## PAGE EXCERPT
****************************************

P.P.S. So much of Jacob Lee’s music revolves around the personal aspects and costs of wrestling with thoughts, life, and God Himself on an intellectual level. Recommended, if you find such thinks fascinating.
Quote for the week
Something that impacted me in some way the past week, and think is worth sharing.
“When faced with a difficult decision, choose the thing/person/action that requires the most faith but produces the most peace.”
— Wei Wei
This week’s word: “La cuna”
Since the start of 2024, I’ve begun a project of writing 7 poems, 3 songs, and 1 short story each week, using for my prompt an entry from The Dictionary of Obscure Sorrows by John Koenig. I share the best from said project in this section.
la cuna
n. a twinge of sadness that there’s no frontier left, that as the last explorer trudged with his armies toward a blank spot on the map, he didn’t suddenly remember his daughter’s upcoming piano recital and turn for home, leaving a new continent unexplored so we could set its mists and mountains aside as a strategic reserve of mystery, if only to answer more of our children’s questions with “Nobody knows! Out there, anything is possible.”
***
No corner unsearched
Eyes are never satisfied
Lost though he knows all
***
Find me outdoors
Photos and/or thoughts during my off-grid project.

****************************************

## DATASET
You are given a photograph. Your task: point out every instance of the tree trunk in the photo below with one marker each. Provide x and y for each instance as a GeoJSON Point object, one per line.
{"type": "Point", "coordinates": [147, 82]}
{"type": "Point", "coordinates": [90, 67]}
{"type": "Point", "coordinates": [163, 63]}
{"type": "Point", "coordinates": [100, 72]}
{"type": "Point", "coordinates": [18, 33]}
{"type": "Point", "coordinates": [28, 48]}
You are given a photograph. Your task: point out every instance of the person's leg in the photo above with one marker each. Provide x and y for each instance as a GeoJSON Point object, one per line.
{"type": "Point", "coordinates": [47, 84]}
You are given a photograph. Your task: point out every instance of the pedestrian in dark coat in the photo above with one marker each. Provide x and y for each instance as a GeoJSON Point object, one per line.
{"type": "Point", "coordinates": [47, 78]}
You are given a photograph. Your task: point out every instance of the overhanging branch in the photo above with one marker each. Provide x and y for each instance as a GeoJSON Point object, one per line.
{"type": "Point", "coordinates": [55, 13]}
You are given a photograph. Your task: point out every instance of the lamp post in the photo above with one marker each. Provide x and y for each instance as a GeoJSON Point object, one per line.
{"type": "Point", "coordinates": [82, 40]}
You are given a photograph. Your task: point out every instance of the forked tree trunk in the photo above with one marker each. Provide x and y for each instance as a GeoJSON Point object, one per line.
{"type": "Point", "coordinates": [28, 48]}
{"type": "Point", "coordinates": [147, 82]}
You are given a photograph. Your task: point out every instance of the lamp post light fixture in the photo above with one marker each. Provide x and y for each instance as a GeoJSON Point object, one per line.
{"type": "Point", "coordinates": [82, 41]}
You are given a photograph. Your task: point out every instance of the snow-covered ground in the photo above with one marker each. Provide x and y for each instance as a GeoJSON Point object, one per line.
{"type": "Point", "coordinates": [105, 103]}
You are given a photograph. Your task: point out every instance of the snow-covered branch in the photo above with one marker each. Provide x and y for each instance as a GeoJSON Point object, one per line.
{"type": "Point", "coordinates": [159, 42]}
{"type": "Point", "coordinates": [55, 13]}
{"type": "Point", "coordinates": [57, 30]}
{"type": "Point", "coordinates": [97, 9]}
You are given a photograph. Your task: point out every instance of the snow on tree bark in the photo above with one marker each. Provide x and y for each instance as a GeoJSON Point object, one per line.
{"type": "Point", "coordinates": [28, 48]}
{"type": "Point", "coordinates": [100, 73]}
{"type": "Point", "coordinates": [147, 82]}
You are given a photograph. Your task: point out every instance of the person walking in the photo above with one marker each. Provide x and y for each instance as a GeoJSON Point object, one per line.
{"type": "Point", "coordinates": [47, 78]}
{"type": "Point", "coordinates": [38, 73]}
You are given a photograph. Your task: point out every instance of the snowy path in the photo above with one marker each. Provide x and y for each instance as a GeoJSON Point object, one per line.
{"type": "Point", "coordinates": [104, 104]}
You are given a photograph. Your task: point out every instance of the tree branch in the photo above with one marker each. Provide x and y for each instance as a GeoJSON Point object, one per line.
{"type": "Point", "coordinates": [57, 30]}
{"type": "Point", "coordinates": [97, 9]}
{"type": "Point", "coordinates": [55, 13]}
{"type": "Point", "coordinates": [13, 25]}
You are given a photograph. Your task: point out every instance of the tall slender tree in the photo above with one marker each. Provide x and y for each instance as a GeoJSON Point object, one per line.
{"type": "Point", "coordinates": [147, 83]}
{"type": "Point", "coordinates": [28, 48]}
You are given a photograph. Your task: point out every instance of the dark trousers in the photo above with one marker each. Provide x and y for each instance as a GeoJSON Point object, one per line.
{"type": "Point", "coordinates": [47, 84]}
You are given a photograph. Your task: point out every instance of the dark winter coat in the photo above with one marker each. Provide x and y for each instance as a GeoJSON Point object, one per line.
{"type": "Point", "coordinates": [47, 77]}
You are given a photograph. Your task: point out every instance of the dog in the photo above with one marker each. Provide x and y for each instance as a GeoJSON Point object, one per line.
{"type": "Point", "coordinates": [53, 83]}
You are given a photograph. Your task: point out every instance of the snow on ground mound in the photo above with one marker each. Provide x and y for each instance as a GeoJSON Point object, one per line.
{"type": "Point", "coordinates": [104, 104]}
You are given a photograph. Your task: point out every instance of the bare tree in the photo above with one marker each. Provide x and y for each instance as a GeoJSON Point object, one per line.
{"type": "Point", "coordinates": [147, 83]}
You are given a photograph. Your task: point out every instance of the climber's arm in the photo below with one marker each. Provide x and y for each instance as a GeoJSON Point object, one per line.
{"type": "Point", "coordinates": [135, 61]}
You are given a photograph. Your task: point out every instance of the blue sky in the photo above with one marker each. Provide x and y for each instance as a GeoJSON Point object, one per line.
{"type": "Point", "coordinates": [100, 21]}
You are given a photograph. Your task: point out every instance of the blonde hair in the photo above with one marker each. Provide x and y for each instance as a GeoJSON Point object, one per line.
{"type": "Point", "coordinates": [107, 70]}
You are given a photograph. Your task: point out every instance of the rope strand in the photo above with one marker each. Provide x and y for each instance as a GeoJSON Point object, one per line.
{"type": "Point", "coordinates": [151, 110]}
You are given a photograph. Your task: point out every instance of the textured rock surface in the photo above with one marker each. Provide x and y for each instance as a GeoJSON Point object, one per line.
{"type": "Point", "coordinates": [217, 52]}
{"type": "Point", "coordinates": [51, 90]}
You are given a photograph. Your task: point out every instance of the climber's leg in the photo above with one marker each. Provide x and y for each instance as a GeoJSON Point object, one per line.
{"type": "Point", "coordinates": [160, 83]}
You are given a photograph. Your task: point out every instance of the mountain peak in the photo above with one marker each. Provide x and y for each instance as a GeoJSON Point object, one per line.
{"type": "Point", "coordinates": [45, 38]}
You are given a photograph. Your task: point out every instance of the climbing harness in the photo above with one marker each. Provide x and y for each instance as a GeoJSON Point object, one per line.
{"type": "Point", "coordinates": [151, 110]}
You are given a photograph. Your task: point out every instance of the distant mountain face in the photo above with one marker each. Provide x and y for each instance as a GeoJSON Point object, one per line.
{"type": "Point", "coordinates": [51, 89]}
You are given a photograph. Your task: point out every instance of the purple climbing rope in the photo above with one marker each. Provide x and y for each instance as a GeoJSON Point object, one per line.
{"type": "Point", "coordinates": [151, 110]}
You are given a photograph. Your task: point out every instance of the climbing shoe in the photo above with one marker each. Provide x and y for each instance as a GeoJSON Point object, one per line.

****************************************

## WHAT YOU WILL DO
A. Answer from the page excerpt:
(i) Who is credited with the quote for the week?
(ii) How many poems does the weekly writing project call for?
(iii) Which book supplies the project's prompts, and who wrote it?
B. From the page excerpt, list each kind of writing the weekly project calls for, with its number.
C. Shorten the paragraph in the page excerpt that begins "Since the start of 2024" to a single sentence, keeping its main facts.
The lines come from a separate source and have no connection to the page excerpt.

## EXERCISE RESPONSES
A.
(i) Wei Wei
(ii) 7
(iii) The Dictionary of Obscure Sorrows, by John Koenig

B.
7 poems
3 songs
1 short story

C. Since the start of 2024, the writer has produced 7 poems, 3 songs, and 1 short story each week from prompts in John Koenig's The Dictionary of Obscure Sorrows and shares the best of them in this section.